Cluster Bomblets

A cluster bomb, or cluster munition, is a weapon containing multiple explosive submunitions. These containers are dropped from aircraft or fired from the ground and designed to break open in mid-air, releasing the submunitions and saturating an area that can be the size of several football fields. Anybody within that area, be they military or civilian, is very likely to be killed or seriously injured.

As so many of the submunitions fail to work properly, huge quantities are left on the ground and, like landmines, remain a fatal threat to anyone in the area long after a conflict ends. These weapons kill and injure people trying to rebuild their lives after conflict. They stop people from being able to use their land and access hospitals and schools. They can remain a threat for decades.

Saved data entries:
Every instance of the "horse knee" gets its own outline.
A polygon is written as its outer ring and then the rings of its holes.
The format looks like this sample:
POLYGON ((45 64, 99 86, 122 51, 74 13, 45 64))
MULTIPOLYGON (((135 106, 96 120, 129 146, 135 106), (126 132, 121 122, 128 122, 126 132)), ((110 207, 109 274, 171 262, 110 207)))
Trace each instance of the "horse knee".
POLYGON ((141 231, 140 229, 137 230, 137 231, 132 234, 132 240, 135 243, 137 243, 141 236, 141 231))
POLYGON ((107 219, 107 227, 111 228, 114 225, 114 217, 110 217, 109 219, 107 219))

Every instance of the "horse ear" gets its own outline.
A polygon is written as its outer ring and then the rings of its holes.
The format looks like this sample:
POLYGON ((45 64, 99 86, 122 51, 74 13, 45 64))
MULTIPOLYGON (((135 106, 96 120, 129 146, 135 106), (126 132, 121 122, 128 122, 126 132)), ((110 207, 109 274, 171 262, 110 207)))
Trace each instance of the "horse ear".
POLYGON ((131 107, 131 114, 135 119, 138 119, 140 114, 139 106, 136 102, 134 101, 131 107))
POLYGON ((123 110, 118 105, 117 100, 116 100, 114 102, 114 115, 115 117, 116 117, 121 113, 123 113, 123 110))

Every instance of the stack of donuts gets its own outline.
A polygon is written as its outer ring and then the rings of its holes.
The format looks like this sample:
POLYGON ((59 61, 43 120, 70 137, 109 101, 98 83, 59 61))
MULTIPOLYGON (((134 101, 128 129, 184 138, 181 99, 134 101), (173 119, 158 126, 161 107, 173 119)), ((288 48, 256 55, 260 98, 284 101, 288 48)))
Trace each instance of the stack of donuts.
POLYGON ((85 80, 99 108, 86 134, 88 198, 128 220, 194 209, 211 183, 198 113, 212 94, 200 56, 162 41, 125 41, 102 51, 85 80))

# TASK LIST:
1) According to the cluster bomblets text, what do leftover submunitions stop people from being able to use or access? List each one.
2) In the cluster bomblets text, how large can the area saturated by the released submunitions be?
3) Extend the text on cluster bomblets from where it stops.

# TASK-BY-TASK RESULTS:
1)
- their land
- hospitals
- schools

2) It can be the size of several football fields.

3)
Cluster munitions are defined under the 2008 Convention on Cluster Munitions. The Convention on Cluster Munitions bans the use, production, stockpiling and transfer of cluster munitions and places obligations on countries to clear affected areas, assist victims and destroy stockpiles. By joining the Convention, the majority of the world has set aside outdated arguments on the military utility of cluster munitions and recognised that humanitarian concerns and the protection of civilians must come first. The Convention on Cluster Munitions has had a powerful effect in further stigmatising cluster munitions, so that even those countries that have not yet joined the treaty would be unable to use them without being subject to international condemnation.